Start of Material for the task
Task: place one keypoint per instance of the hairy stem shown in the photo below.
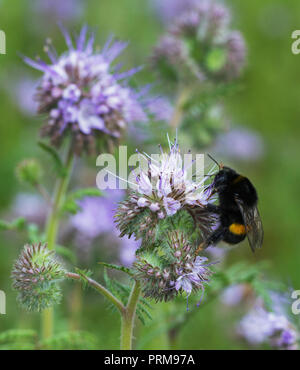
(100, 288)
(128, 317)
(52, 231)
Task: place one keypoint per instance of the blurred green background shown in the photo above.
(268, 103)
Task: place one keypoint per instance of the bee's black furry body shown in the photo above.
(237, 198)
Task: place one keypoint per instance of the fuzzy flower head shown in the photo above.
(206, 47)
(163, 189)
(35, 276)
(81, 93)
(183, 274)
End of Material for the task
Start of Material for the task
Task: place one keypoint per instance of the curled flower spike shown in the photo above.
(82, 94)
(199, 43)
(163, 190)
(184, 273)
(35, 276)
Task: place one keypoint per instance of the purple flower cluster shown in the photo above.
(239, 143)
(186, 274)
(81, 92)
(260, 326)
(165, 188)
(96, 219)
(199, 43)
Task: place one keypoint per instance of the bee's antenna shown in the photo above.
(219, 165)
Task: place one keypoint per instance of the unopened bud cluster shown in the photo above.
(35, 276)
End of Material for the task
Start of Material for the task
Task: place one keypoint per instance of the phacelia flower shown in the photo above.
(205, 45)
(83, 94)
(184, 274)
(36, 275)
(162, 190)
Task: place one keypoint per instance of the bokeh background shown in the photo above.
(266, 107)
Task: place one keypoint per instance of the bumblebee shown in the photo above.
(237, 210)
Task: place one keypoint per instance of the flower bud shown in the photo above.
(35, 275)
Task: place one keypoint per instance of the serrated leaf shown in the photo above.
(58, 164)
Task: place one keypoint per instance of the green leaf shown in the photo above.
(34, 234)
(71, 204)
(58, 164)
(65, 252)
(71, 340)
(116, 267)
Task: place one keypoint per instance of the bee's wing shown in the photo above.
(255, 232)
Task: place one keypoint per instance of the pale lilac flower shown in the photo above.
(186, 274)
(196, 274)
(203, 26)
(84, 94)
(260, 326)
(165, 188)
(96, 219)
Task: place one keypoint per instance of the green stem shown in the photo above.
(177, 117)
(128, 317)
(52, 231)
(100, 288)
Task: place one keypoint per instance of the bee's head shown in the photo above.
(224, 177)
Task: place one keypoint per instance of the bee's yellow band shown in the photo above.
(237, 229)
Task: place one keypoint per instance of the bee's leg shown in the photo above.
End of Material for the task
# About this task
Given the records above, restate word for word only the lines starting at the one with "Task: place one keypoint per instance of the bee's yellow" and ending at the one with "Task: place one keypoint per instance of the bee's leg".

# Output for this task
Task: place one keypoint per instance of the bee's yellow band shown in the photo above.
(237, 229)
Task: place one keypoint per instance of the bee's leg shown in the photo above.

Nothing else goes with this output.